● Passage for review
Segment Open

April 20th, the Office of Civil Rights (OCR) announced a$750,000 HIPAA Privacy Rule settlement with an orthopedic practice that failed to enter a business associate agreement (BAA) with a business associate. A breach report revealed that the orthopedic practice gave x-ray information for more than 17,000 patients to a company that transfers x-ray images to electronic media, and then harvests the silver on the x-ray films. The problem with this arrangement is that the electronic media company had access to the practice’s PHI – and yet there was not a business associate agreement in place. While we don’t know how this particular problem happened, often these types of HIPAA violations occur when officers and managers work without talking to each other. For example, a new employee in the medical records department releases records without a proper authorization, because they didn’t think to ask the Privacy Officer what to do. Or, IT and the Administrator decide to buy new computers, without discussing encryption and other security measures with the Security Officer. Or, a department head sends PHI out for storage or processing without asking the Privacy Officer for a BAA. What You Can Do:
- Remove Communication Barriers. Structure your contracting and purchasing process so that your Privacy and Security Officers have a seat at the table BEFORE decisions are made. Likewise, recognize that individuals making changes to technology or processes need to communicate changes to your HIPAA and compliance officers, so risk can be assessed and management programs can be implemented.
- Use your compliance committee meetings wisely. Does your compliance committee meet quarterly, and listen while the compliance officer reads the meeting agenda? If there’s no discussion, you have a missed opportunity. Use these meetings to share information about emerging risks and upcoming contracts and deals. By getting committee members in the habit of including each other in big decisions, you can avoid costly communication breakdowns.
- Implement a BAA management system. Are you confident that all business associates have an up-to-date BAA in place? There should be a spreadsheet inventory of every business associate, and the date the BAA was in place. Also use a business associate due diligence process to monitor business associates’ HIPAA practices and ensure your PHI is safe.

Segment Closed

● Dataset entries
Segment Open

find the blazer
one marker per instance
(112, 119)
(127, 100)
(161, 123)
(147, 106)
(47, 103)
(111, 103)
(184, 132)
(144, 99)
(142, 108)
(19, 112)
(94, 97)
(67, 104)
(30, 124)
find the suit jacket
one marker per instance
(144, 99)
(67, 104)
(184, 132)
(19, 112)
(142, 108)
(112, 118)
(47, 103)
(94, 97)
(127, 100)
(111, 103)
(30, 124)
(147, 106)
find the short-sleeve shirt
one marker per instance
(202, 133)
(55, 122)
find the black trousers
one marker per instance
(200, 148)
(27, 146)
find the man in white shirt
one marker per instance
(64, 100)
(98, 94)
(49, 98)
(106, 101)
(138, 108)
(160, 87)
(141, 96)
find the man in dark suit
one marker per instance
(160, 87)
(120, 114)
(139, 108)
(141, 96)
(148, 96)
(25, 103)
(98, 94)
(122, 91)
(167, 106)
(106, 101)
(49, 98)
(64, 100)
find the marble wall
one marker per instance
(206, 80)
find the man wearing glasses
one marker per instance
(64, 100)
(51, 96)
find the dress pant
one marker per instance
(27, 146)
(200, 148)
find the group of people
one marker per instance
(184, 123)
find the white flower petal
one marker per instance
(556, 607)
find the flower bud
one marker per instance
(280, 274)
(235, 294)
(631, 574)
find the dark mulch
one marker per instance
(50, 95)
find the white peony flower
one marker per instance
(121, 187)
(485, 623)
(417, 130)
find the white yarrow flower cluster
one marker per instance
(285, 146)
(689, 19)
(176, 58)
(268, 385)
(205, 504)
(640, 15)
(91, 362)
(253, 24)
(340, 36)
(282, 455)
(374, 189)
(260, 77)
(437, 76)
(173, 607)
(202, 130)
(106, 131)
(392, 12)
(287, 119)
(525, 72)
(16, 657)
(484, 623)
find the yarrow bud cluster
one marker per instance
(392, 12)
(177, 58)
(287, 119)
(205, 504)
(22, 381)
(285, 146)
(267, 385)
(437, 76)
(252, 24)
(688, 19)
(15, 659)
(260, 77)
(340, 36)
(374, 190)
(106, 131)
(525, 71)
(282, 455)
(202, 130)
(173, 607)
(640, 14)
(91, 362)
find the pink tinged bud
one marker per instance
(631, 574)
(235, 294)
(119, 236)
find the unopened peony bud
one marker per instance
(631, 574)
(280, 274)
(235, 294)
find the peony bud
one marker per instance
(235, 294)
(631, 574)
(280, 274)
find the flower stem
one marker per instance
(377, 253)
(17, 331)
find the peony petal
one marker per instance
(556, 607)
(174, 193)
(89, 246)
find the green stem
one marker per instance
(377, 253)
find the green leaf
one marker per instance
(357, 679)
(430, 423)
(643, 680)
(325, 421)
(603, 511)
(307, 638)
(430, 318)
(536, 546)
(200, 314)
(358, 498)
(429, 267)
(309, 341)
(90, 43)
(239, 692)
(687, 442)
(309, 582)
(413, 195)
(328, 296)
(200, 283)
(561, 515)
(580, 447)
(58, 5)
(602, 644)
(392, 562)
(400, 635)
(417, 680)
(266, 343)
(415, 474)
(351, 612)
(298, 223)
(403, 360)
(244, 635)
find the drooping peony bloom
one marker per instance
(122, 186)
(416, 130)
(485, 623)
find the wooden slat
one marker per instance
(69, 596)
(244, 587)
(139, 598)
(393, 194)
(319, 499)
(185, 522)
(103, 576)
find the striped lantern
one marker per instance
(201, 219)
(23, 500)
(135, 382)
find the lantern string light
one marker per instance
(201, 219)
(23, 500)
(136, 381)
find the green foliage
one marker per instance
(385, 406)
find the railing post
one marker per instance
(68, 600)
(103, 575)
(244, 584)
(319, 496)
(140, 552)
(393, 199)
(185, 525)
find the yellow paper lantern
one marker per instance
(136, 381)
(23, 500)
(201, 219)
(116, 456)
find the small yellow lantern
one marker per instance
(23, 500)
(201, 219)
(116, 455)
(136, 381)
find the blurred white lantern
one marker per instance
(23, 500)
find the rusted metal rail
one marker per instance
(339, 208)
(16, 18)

Segment Closed

● The task
Reproduce the HIPAA settlement text from "- Use your compliance" up to and including "PHI is safe.", swapping "spreadsheet" for "database".

● Task solution
- Use your compliance committee meetings wisely. Does your compliance committee meet quarterly, and listen while the compliance officer reads the meeting agenda? If there’s no discussion, you have a missed opportunity. Use these meetings to share information about emerging risks and upcoming contracts and deals. By getting committee members in the habit of including each other in big decisions, you can avoid costly communication breakdowns.
- Implement a BAA management system. Are you confident that all business associates have an up-to-date BAA in place? There should be a database inventory of every business associate, and the date the BAA was in place. Also use a business associate due diligence process to monitor business associates’ HIPAA practices and ensure your PHI is safe.